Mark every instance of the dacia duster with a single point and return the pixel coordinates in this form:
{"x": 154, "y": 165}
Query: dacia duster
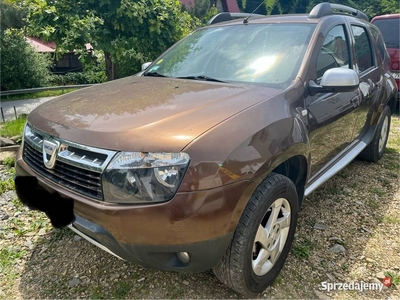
{"x": 203, "y": 159}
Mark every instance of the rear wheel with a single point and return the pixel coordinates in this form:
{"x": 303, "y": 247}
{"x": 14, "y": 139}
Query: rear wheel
{"x": 262, "y": 238}
{"x": 375, "y": 149}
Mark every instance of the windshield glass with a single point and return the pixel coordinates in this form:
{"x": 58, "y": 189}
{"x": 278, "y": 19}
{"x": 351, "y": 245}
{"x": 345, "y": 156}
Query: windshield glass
{"x": 267, "y": 54}
{"x": 390, "y": 29}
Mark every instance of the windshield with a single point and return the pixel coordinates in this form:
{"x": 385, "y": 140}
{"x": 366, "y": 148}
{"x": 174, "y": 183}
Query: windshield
{"x": 390, "y": 29}
{"x": 267, "y": 54}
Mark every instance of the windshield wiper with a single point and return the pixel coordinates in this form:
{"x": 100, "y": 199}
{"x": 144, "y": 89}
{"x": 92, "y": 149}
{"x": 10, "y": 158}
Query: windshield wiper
{"x": 155, "y": 74}
{"x": 200, "y": 77}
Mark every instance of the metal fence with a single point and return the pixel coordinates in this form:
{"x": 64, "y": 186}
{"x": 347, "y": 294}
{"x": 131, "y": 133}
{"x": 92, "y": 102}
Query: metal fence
{"x": 43, "y": 89}
{"x": 35, "y": 90}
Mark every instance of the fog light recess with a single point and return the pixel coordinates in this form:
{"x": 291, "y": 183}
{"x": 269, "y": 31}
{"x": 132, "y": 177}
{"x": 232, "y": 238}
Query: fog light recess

++++++

EXERCISE AIM: Print all of the rows above word for word, from the first line to the last, and leave the pictures out.

RIGHT ANSWER:
Mark every instance of the dacia duster with a single point and return the pixel coordinates in this form:
{"x": 154, "y": 165}
Query: dacia duster
{"x": 203, "y": 159}
Mark every instance of the rear wheel with a single point and return the pixel coordinates in this form:
{"x": 303, "y": 247}
{"x": 14, "y": 139}
Query: rear wheel
{"x": 262, "y": 238}
{"x": 375, "y": 149}
Mark every instance of the windshield glass with a single point and return the pixel coordinates in this form:
{"x": 58, "y": 189}
{"x": 278, "y": 19}
{"x": 351, "y": 245}
{"x": 345, "y": 156}
Query: windshield glass
{"x": 267, "y": 54}
{"x": 390, "y": 29}
Mark every instance of the windshield with a single point and return the pixel coordinates in this form:
{"x": 385, "y": 140}
{"x": 366, "y": 148}
{"x": 174, "y": 183}
Query: windshield
{"x": 390, "y": 29}
{"x": 267, "y": 54}
Mark every instance of the windshield wiper with a single point and return the pixel coordinates in this form:
{"x": 100, "y": 199}
{"x": 144, "y": 89}
{"x": 92, "y": 149}
{"x": 10, "y": 158}
Query: windshield wiper
{"x": 155, "y": 74}
{"x": 200, "y": 77}
Mark every instance of the metal fence with a single point and return the pixel coordinates in this form:
{"x": 64, "y": 186}
{"x": 347, "y": 294}
{"x": 131, "y": 133}
{"x": 92, "y": 102}
Query: metal fence
{"x": 43, "y": 89}
{"x": 35, "y": 90}
Mark every instance of the fog light recess with a single point and return the pixel coordinates in this form:
{"x": 291, "y": 183}
{"x": 269, "y": 31}
{"x": 132, "y": 177}
{"x": 232, "y": 238}
Query: fog light recess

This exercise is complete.